_PASSAGE TO READ_
—————

Nathann COHEN
CNRS Researcher
ALGO Research Group
Laboratoire de Recherche en Informatique
nathann dot cohen 'at' gmail dot com


I stopped contributing to Sage since SageMath Inc. is a for-profit Delaware company with an actual self-appointed CEO whose top priority is to "make a lot of money". The website sagemath.com steals traffic from sagemath.org to promote SageMath Inc’s products, and SageMath Inc. takes its orders from unknown investors while free contributors to Sage have no say in the matter.

I did not spend years’ worth of nights and week-end writing open-source code so that private individuals will get richer. My government does not pay me to be the free workforce of a private for-profit company either.

Some LP Formulations
(and their Sage code)

Independent Set
Maximum set of pairwise non-adjacent vertices in a graph
p = MixedIntegerLinearProgram(maximization = True)
b = p.new_variable(binary = True)
p.set_objective( sum([b[v] for v in g]) )

for u,v in g.edges(labels = False):
    p.add_constraint( b[u] + b[v] <= 1 )

p.solve()
b = p.get_values(b)
print [v for v,i in b.items() if i]
Dominating Set
Minimum set of vertices whose neighborhood is the whole graph
p = MixedIntegerLinearProgram(maximization = False)

—————

_RECORD SET_

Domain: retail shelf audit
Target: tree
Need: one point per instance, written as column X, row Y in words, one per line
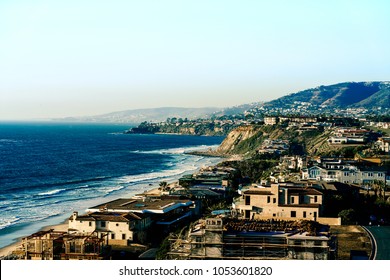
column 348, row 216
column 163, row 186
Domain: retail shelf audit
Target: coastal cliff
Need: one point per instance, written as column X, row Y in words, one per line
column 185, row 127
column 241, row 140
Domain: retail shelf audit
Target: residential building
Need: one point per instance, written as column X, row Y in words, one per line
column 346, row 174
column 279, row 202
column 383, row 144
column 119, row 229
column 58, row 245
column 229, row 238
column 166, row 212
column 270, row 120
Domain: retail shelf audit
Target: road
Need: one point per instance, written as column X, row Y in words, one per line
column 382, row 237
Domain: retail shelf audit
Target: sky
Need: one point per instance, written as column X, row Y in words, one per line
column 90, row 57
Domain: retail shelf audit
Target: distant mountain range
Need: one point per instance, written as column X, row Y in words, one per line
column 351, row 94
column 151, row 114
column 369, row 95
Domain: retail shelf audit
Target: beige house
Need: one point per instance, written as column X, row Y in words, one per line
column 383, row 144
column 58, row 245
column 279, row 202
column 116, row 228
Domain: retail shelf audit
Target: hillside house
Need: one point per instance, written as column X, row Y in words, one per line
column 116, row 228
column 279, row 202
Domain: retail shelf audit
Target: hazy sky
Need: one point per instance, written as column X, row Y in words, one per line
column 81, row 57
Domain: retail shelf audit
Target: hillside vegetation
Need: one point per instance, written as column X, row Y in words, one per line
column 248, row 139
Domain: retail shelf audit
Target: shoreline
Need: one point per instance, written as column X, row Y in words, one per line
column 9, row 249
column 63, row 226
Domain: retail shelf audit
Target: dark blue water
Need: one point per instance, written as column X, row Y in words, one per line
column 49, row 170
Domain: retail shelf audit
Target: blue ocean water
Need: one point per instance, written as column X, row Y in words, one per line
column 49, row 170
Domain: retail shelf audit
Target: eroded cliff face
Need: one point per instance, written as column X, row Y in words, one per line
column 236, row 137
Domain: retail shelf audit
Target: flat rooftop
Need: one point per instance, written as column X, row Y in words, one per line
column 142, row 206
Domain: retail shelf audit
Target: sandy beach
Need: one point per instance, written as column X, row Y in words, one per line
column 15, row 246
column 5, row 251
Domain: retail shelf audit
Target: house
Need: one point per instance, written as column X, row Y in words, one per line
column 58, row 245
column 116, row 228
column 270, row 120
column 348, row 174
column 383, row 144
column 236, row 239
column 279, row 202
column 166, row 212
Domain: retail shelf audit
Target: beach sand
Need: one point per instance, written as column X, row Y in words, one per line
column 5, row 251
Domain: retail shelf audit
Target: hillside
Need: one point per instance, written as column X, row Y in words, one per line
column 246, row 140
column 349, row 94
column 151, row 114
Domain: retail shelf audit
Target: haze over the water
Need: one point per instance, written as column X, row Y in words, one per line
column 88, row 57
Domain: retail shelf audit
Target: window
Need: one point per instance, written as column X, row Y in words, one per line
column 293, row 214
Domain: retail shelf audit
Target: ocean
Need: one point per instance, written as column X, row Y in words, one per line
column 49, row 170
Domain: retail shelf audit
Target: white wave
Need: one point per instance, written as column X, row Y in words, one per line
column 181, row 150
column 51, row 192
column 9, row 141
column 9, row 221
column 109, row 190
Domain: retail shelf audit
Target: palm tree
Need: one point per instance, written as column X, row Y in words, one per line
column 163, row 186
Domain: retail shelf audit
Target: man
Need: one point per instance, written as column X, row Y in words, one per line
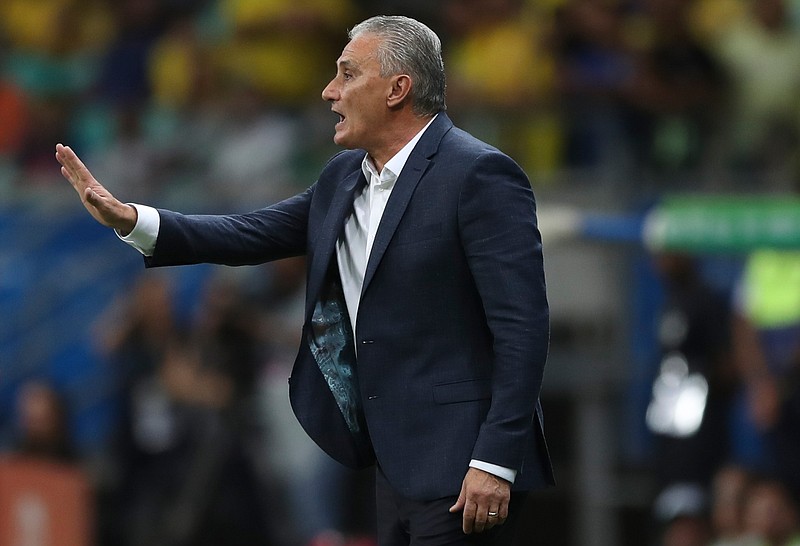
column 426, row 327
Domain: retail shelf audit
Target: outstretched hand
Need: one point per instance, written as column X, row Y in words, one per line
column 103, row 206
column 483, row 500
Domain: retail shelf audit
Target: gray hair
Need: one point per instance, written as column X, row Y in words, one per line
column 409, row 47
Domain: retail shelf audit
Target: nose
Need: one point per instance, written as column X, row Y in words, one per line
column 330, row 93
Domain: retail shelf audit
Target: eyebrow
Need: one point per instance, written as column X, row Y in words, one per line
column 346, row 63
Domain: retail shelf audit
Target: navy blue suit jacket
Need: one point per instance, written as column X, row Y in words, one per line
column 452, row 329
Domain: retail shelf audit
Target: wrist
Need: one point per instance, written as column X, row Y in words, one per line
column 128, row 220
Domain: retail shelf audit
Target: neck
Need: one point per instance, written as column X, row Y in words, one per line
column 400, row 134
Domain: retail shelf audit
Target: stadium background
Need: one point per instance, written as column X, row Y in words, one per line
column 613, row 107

—————

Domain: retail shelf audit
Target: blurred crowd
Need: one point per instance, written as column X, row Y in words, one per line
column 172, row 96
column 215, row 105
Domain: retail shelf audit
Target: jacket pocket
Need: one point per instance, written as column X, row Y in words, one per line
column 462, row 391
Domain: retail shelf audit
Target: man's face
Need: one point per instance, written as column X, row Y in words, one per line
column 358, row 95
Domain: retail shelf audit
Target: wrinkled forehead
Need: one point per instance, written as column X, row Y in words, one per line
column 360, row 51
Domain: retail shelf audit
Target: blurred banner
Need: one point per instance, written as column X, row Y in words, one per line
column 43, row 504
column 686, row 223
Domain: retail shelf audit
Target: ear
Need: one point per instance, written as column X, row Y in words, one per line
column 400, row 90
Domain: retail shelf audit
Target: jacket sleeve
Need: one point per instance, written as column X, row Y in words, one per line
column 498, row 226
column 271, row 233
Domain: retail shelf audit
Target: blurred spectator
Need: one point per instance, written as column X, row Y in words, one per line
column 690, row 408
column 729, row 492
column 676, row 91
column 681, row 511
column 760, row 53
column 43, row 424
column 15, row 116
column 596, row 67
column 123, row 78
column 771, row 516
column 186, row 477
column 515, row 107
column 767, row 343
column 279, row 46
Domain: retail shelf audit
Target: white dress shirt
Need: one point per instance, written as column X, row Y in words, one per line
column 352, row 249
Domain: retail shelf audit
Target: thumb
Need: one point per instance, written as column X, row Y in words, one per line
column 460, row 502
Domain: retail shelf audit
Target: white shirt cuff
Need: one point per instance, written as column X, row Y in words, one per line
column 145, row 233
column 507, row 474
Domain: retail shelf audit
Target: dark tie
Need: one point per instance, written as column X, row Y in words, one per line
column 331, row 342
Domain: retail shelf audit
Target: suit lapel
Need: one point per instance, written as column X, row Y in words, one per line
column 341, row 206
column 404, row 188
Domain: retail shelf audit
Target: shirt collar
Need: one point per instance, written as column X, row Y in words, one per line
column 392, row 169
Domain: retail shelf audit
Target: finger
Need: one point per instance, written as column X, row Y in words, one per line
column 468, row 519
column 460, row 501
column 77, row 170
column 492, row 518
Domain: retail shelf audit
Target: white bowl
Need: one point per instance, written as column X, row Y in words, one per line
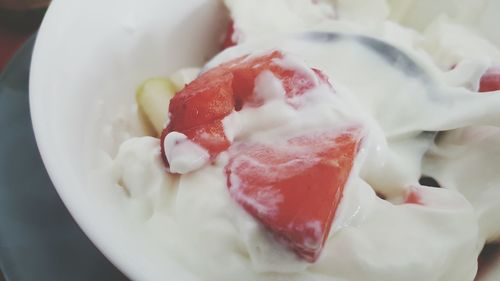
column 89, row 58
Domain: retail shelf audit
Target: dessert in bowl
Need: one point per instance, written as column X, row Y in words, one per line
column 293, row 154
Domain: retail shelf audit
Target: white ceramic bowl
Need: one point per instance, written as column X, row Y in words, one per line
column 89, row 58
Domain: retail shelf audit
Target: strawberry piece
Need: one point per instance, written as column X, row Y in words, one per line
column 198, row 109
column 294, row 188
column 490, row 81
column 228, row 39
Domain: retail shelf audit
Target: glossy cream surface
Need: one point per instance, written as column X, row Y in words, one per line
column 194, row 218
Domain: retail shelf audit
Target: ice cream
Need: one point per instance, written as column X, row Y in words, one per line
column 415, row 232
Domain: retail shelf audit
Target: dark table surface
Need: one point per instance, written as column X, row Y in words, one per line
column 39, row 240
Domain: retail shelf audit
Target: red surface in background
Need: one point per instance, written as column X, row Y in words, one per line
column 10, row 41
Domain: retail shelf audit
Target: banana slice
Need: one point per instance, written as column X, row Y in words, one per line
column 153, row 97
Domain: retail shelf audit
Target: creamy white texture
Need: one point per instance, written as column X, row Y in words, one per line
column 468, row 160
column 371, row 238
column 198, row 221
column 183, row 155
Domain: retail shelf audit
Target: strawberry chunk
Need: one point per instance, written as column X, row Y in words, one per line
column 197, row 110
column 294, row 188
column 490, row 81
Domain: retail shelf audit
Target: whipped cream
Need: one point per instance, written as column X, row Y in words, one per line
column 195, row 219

—————

_WHAT IS NEEDED_
List every method that the code on the page about LP formulations calls on the object p.

_REPLY_
new_variable, set_objective, add_constraint, solve, get_values